WORK TO COMPLETE: Can you pull out and copy every line of the records that contains the string "negative"?

DATA IN THIS EXERCISE:
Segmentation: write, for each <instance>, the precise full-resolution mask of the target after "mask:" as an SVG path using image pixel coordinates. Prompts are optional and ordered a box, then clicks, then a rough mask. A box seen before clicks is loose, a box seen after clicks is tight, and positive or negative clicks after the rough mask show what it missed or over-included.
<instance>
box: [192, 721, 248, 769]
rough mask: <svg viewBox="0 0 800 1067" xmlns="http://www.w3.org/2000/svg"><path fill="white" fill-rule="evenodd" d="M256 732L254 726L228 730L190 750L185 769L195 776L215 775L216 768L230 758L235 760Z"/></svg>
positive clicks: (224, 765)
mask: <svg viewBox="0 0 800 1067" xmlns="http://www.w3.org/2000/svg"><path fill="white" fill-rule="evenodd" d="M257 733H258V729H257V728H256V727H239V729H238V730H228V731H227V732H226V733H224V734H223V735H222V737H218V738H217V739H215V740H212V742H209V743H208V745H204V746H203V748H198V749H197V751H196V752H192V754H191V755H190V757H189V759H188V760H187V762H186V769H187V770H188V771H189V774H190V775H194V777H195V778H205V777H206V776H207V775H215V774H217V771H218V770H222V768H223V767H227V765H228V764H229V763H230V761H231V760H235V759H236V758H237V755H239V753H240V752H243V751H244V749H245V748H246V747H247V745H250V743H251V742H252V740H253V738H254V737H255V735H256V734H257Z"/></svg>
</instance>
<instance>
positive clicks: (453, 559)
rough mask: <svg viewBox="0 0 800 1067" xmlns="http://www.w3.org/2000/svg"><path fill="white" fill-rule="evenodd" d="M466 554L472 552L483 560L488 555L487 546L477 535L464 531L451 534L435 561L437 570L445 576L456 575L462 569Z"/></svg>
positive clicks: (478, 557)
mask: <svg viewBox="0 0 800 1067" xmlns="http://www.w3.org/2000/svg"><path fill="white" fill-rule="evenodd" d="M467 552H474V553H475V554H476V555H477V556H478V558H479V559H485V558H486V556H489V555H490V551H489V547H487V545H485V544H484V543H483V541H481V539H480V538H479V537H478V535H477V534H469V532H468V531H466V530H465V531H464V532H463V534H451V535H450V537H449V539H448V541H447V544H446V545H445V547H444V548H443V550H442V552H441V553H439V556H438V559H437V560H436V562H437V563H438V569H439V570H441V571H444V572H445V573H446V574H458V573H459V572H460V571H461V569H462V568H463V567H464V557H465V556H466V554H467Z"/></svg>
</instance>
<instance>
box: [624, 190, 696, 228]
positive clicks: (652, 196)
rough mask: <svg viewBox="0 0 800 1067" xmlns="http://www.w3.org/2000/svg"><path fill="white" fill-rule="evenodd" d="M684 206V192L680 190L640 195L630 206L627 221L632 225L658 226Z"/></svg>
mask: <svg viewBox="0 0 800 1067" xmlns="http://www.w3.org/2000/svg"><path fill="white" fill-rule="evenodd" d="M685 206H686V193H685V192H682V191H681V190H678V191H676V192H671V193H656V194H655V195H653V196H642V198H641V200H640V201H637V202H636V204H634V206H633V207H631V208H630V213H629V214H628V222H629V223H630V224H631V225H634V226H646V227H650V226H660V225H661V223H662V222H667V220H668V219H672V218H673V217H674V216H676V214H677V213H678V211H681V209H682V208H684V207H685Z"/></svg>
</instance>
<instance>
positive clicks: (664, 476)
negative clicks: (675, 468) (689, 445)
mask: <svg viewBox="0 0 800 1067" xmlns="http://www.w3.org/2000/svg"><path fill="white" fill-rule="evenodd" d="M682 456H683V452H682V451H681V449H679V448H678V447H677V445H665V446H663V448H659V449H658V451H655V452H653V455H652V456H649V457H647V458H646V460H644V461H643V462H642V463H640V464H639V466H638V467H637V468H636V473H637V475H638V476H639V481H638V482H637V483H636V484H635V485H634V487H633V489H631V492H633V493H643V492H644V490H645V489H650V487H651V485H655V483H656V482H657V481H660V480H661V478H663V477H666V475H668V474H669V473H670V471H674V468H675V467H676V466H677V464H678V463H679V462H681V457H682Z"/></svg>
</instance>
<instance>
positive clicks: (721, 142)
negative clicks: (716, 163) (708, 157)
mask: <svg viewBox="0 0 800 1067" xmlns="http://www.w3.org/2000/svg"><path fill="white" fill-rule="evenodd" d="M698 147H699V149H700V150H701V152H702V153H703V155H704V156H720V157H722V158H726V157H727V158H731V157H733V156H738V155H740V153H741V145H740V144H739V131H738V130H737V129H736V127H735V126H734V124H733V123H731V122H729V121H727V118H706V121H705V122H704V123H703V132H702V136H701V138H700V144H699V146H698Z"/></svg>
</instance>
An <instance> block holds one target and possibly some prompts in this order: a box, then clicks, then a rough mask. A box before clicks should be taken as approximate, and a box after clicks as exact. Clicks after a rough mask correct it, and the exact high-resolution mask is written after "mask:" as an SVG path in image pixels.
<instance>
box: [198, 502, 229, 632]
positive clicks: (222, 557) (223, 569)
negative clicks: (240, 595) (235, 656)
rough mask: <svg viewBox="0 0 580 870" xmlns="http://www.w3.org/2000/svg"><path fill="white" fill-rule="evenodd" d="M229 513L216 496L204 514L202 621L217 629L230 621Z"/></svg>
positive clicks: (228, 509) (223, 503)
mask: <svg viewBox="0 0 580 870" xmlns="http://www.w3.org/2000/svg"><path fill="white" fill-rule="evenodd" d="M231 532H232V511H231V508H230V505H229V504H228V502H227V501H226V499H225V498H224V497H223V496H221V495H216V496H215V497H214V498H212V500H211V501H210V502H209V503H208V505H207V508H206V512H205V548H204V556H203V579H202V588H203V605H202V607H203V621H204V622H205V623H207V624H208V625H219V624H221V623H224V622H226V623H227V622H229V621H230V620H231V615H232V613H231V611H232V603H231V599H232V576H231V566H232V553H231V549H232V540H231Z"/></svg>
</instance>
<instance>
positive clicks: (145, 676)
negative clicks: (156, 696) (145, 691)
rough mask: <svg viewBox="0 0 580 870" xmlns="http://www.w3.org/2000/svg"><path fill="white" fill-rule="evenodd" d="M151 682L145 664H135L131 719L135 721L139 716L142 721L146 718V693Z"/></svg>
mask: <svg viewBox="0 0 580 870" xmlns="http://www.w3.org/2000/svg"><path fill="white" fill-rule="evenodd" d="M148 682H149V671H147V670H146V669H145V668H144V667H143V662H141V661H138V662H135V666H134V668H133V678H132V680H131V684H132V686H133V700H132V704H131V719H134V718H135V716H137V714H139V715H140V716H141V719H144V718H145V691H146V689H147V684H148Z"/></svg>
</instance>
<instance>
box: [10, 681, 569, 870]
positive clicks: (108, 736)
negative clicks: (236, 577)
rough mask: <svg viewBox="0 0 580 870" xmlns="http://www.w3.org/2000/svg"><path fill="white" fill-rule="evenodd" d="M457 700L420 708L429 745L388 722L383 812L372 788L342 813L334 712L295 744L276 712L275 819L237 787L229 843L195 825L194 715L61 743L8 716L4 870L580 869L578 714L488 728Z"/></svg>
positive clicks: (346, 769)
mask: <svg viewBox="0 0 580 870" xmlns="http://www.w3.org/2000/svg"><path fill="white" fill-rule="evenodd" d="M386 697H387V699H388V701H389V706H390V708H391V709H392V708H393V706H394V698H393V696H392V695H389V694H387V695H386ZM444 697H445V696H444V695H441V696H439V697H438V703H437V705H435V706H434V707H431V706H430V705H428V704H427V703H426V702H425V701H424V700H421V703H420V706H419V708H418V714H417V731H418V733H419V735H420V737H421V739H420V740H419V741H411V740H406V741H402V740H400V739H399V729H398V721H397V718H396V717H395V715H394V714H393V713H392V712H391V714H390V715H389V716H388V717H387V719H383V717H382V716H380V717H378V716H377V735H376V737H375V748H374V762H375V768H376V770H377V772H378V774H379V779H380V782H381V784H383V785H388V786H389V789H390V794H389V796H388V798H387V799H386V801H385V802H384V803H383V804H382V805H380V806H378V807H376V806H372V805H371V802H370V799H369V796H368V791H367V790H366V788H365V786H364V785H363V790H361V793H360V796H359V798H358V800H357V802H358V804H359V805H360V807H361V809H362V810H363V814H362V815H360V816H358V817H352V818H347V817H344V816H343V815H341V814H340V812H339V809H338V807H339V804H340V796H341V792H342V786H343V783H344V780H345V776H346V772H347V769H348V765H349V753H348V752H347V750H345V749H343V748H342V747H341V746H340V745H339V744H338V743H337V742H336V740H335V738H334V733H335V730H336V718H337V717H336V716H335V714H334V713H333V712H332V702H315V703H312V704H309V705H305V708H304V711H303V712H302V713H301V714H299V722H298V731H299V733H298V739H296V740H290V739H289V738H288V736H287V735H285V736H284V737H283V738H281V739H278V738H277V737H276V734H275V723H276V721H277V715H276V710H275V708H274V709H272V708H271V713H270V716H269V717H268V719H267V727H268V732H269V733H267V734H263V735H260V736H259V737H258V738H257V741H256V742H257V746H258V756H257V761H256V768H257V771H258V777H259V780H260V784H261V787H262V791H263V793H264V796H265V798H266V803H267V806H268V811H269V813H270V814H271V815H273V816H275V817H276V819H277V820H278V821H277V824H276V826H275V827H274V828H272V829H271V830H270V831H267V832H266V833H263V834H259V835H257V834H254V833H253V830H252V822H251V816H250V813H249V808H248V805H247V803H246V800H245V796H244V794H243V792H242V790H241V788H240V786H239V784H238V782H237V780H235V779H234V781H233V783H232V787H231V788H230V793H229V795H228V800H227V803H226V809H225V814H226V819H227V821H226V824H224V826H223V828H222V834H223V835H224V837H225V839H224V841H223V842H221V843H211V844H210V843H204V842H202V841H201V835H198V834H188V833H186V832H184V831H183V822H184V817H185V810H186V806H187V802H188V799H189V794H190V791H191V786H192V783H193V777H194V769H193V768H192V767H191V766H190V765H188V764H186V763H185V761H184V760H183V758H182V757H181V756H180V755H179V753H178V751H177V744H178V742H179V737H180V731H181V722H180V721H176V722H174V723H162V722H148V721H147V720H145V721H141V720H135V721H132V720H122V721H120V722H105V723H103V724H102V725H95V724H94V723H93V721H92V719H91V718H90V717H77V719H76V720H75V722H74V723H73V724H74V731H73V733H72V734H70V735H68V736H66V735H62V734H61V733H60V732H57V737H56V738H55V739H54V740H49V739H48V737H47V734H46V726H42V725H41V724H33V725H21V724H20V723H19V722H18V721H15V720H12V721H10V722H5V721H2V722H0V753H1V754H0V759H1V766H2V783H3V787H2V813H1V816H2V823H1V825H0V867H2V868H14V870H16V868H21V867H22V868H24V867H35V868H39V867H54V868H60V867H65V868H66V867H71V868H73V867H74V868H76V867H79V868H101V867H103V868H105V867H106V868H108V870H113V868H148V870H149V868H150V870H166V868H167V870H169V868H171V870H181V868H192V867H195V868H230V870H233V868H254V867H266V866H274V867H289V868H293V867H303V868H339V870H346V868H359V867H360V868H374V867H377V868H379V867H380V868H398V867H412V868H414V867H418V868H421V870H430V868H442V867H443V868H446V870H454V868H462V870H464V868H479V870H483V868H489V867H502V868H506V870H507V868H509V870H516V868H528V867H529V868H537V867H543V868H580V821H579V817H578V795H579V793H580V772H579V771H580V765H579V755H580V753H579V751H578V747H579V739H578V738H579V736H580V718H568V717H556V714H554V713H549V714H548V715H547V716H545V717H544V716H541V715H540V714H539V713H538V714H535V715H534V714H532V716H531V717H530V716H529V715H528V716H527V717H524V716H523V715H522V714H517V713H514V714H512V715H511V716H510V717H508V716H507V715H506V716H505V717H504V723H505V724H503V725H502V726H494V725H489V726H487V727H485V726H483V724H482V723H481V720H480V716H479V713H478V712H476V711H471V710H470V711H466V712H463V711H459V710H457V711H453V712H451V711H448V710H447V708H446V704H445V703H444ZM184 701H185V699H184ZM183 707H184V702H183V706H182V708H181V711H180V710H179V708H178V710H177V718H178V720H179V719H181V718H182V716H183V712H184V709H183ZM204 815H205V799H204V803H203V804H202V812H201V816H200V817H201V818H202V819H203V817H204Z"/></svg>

ANSWER SPACE:
Segmentation: write, for each <instance>, the precise full-resolution mask of the target after "mask:" as an SVG path using image pixel coordinates. Prompts are optional and ordered a box, then clicks, then a rough mask. A box seen before clicks is loose, a box seen after clicks is tight, and positive or negative clicks after the rough mask show what it missed or over-included.
negative clicks: (675, 468) (689, 445)
negative clicks: (716, 163) (708, 157)
negative clicks: (240, 595) (235, 656)
negative clicks: (156, 696) (145, 691)
negative clicks: (236, 577)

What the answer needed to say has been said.